Set exercise A
In the prefix sum code, what value is the variable count set to when the Log function begins?
Set exercise B
Pick up the prefix sum code from its last line and carry it on.

Selected excerpt
I have following code to accomplish prefix sum task:

  #include <iostream>
  #include<math.h>
  using namespace std;

  int Log(int n){
      int count=1;
      while (n!=0){
          n>>=1;
          count++;

      }
      return count;
  }
  int main(){
    int x[16]={39,21,20,50,13,18,2,33,49,39,47,15,30,47,24,1};
    int n=sizeof(x)/sizeof(int );
    for (int i=0;i<=(Log(n)-1);i++){
          for (int j=0;j<=n-1;j++){
              if (j>=(std::powf(2,i))){
                  int t=powf(2,i);
                  x[j]=x[j]+x[j-t];

              }
          }
     }
     for (int i=0;i<n;i++)

Supplied entries

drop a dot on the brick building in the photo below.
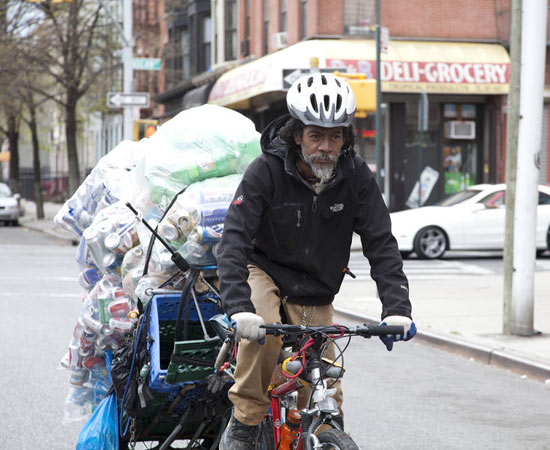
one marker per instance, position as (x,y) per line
(456,53)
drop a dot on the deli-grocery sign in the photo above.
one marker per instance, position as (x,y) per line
(434,77)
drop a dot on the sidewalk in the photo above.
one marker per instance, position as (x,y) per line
(462,315)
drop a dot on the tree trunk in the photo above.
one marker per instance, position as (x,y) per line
(72,154)
(13,139)
(36,164)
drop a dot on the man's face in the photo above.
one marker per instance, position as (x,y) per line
(320,148)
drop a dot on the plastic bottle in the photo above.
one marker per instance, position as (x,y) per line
(290,430)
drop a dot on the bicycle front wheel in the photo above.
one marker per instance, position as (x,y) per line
(336,440)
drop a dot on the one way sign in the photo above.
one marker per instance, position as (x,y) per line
(122,99)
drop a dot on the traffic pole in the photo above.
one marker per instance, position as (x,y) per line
(512,127)
(533,55)
(378,116)
(128,71)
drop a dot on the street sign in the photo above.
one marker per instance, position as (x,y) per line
(122,99)
(291,75)
(147,63)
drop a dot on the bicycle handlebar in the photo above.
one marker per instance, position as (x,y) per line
(366,330)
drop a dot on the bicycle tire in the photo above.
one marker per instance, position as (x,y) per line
(336,440)
(266,439)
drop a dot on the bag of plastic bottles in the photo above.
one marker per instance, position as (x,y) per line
(110,236)
(100,432)
(199,143)
(194,224)
(108,182)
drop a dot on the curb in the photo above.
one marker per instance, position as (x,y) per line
(484,354)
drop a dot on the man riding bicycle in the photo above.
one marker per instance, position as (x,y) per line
(287,238)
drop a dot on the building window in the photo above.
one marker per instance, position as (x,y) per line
(359,15)
(205,43)
(230,30)
(186,54)
(247,20)
(283,15)
(266,26)
(303,17)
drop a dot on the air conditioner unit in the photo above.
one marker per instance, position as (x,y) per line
(458,129)
(279,40)
(245,48)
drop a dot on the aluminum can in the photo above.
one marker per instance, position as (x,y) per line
(204,235)
(119,308)
(187,219)
(170,231)
(86,341)
(75,360)
(121,325)
(93,325)
(102,306)
(78,376)
(214,215)
(91,361)
(88,278)
(113,242)
(106,227)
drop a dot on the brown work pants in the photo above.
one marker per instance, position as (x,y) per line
(256,362)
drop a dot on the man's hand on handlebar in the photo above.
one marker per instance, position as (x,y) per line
(409,329)
(247,326)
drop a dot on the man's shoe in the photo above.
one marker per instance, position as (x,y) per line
(238,436)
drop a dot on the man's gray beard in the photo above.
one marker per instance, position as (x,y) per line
(322,173)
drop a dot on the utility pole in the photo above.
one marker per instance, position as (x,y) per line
(512,126)
(519,306)
(378,117)
(128,70)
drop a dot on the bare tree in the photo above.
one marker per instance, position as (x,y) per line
(73,45)
(12,20)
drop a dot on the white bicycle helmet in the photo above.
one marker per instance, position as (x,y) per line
(321,99)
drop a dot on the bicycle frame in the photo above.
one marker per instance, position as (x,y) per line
(324,406)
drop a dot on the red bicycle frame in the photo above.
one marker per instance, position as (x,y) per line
(276,394)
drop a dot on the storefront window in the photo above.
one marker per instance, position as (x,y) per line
(459,147)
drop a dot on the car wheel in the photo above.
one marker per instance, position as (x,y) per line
(430,243)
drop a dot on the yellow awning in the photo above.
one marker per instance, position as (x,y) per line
(434,67)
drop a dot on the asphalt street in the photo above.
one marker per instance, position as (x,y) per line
(416,397)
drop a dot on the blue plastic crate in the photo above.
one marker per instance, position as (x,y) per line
(162,324)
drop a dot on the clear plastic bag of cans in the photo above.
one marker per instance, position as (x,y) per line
(89,273)
(109,182)
(160,270)
(192,147)
(110,236)
(107,316)
(194,223)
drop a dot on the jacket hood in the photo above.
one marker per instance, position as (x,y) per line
(272,144)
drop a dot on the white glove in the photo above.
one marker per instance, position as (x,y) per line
(247,326)
(399,321)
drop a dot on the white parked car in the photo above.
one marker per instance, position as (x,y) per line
(10,205)
(469,220)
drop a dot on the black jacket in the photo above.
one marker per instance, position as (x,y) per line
(302,239)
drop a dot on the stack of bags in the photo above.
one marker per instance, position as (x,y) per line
(182,180)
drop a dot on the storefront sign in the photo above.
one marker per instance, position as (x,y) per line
(250,78)
(411,76)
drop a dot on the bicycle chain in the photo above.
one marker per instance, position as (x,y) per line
(304,316)
(133,433)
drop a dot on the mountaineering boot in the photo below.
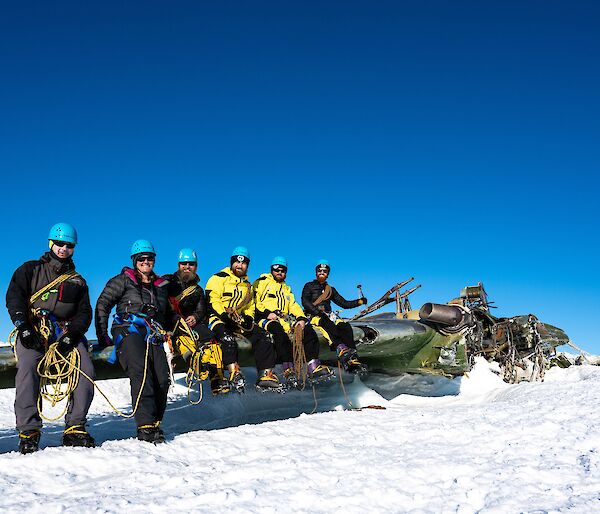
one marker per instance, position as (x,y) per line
(29,441)
(290,378)
(77,435)
(349,360)
(237,381)
(268,381)
(319,373)
(151,433)
(218,383)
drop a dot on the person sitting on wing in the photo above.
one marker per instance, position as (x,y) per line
(142,304)
(188,306)
(49,292)
(231,311)
(278,312)
(317,296)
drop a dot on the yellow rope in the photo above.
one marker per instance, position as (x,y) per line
(58,378)
(300,364)
(187,292)
(192,378)
(55,282)
(55,370)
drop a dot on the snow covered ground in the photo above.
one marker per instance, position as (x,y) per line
(470,445)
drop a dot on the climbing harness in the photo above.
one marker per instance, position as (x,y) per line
(201,360)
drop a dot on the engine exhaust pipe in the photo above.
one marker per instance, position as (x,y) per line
(443,314)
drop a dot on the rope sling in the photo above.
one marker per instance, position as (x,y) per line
(201,359)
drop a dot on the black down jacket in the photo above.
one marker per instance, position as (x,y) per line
(193,304)
(130,296)
(70,301)
(312,290)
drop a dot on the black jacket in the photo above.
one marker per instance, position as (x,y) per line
(312,290)
(69,301)
(131,297)
(192,305)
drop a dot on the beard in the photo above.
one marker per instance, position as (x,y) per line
(187,276)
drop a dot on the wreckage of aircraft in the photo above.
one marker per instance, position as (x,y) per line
(438,339)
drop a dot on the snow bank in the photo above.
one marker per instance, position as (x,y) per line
(483,445)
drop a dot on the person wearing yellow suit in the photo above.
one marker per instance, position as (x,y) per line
(231,311)
(278,312)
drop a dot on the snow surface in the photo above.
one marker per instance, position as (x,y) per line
(468,445)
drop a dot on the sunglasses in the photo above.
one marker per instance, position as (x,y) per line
(60,244)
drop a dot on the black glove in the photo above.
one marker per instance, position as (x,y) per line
(66,342)
(104,341)
(247,322)
(28,337)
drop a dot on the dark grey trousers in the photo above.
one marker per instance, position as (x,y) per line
(27,387)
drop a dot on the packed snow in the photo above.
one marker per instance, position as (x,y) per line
(464,445)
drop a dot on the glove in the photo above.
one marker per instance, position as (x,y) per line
(28,337)
(247,322)
(103,341)
(66,342)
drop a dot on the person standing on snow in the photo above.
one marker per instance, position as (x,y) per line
(142,303)
(48,291)
(231,310)
(317,296)
(188,306)
(276,311)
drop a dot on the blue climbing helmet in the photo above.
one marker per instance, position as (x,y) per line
(63,232)
(188,255)
(323,264)
(279,261)
(142,246)
(241,254)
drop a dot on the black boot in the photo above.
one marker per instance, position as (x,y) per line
(218,384)
(151,433)
(77,435)
(268,381)
(237,381)
(29,441)
(319,373)
(349,360)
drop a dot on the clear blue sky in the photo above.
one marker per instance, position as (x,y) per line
(455,142)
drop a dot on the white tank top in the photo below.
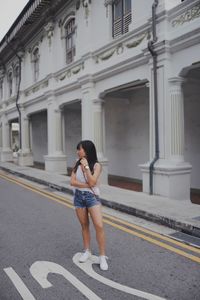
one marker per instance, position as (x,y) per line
(80,177)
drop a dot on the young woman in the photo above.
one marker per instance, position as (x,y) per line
(85,179)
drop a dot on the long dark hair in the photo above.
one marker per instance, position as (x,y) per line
(91,154)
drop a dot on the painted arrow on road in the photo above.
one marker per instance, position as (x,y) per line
(87,268)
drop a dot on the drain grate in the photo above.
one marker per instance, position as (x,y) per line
(187,238)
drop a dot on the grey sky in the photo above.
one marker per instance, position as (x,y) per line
(9,11)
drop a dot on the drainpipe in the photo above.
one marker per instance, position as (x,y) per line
(18,90)
(154,56)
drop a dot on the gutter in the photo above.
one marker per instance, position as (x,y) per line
(154,56)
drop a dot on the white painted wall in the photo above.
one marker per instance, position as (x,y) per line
(127,133)
(39,136)
(192,131)
(72,123)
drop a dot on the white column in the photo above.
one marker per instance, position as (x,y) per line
(177,119)
(6,151)
(171,175)
(55,161)
(93,125)
(87,112)
(99,136)
(25,156)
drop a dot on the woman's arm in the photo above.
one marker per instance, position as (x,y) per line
(91,178)
(74,182)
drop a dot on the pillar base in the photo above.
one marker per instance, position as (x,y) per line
(25,159)
(56,164)
(170,179)
(6,155)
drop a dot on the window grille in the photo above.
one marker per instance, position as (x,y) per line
(16,78)
(10,83)
(122,17)
(36,64)
(70,40)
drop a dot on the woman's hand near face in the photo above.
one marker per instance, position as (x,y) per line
(84,162)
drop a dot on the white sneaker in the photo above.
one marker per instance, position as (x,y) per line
(103,262)
(85,255)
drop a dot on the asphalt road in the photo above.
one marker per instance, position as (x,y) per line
(39,237)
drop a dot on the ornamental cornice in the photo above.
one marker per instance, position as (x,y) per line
(120,47)
(36,87)
(69,72)
(188,16)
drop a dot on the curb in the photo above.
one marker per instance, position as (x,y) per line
(171,223)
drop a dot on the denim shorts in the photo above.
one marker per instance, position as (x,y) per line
(85,199)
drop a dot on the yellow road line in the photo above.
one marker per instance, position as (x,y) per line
(62,201)
(36,191)
(158,243)
(152,233)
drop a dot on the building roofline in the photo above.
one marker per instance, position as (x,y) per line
(21,20)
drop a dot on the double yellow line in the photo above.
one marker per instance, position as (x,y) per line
(145,234)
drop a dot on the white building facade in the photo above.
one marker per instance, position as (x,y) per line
(86,72)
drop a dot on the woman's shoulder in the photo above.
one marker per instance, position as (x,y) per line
(97,165)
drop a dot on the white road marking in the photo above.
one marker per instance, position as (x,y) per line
(18,283)
(87,268)
(41,269)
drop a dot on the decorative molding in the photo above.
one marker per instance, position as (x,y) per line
(135,43)
(62,22)
(85,5)
(119,48)
(108,2)
(49,29)
(36,88)
(70,72)
(187,16)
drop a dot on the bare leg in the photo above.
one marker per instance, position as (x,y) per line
(82,214)
(96,215)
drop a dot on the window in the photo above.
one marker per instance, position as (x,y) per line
(1,88)
(36,64)
(16,78)
(122,17)
(10,83)
(70,40)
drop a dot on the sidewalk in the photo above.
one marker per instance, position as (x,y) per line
(181,215)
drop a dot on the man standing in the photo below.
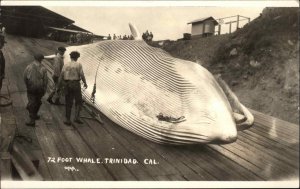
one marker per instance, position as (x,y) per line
(57,67)
(35,78)
(72,73)
(2,61)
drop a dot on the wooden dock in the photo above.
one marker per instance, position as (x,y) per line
(266,152)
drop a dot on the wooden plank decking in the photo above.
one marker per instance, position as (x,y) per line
(267,151)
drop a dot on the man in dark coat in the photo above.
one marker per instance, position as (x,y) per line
(2,61)
(58,63)
(35,78)
(72,73)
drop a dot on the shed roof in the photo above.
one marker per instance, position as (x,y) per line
(75,27)
(203,19)
(34,14)
(67,30)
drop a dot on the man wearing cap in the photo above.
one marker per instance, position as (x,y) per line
(72,73)
(2,61)
(35,78)
(57,67)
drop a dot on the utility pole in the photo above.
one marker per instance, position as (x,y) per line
(237,22)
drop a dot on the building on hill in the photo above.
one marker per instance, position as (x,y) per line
(31,21)
(37,21)
(203,27)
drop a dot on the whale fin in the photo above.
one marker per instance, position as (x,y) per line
(135,33)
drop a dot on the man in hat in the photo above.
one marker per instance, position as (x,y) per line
(58,63)
(2,60)
(35,78)
(72,73)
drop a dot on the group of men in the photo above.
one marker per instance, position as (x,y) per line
(125,37)
(147,36)
(66,77)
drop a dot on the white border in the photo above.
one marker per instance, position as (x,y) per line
(150,184)
(233,3)
(153,184)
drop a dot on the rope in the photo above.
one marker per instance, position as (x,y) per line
(95,82)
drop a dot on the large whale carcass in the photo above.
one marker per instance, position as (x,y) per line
(159,97)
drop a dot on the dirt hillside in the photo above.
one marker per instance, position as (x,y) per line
(260,61)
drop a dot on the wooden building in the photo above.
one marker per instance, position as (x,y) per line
(203,27)
(31,21)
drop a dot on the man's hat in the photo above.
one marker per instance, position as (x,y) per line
(61,49)
(74,54)
(2,40)
(38,57)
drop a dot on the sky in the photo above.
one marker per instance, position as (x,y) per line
(165,22)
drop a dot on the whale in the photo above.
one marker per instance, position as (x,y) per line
(159,97)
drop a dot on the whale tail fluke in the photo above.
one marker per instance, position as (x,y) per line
(134,31)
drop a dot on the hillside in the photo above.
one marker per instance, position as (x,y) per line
(260,61)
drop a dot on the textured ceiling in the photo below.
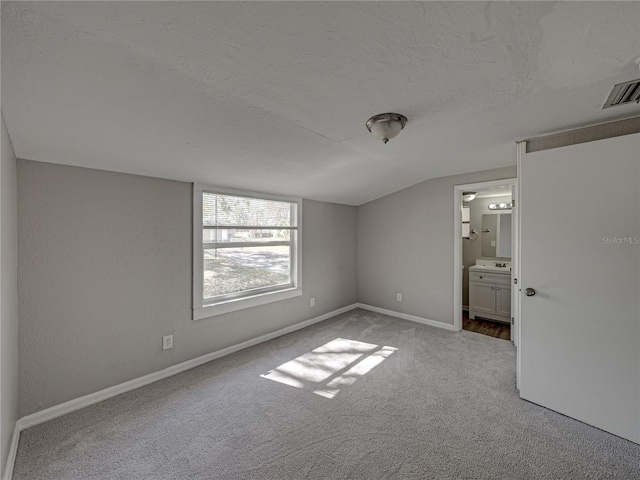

Exercise response A
1

Exercise response B
          cout<<x[i]<< "  ";

     return 0;
  } 

From this wikipedia page but i have got wrong result what is wrong? please help

+4  A: 

I’m not sure what your code is supposed to do but implementing a prefix sum is actually pretty easy. For example, this calculates the (exclusive) prefix sum of an iterator range using an arbitrary operation:

template <typename It, typename F, typename T>
inline void prescan(It front, It back, F op, T const& id) {
    if (front == back) return;
    typename iterator_traits<It>::value_type accu = *front;
    *front++ = id;
    for (; front != back; ++front) {
        swap(*front, accu);
        accu = op(accu, *front);
    }
}

This follows the interface style of the C++ standard library algorithms.

To use it from your code, you could write the following:

prescan(x, x + n, std::plus<int>());

Are you trying to implement a parallel prefix sum? This only makes sense when you actually parallelize your code. As it stands, your code is executed sequentially and doesn’t gain anything from the more complex divide and conquer logic that you seem to employ.

Furthermore, there are indeed errors in your code. The most important one:

for(int i=0;i<=(Log(n)-1);i++)

Here, you’re iterating until floor(log(n)) - 1. But the pseudo-code states that you in fact need to iterate until ceil(log(n)) - 1.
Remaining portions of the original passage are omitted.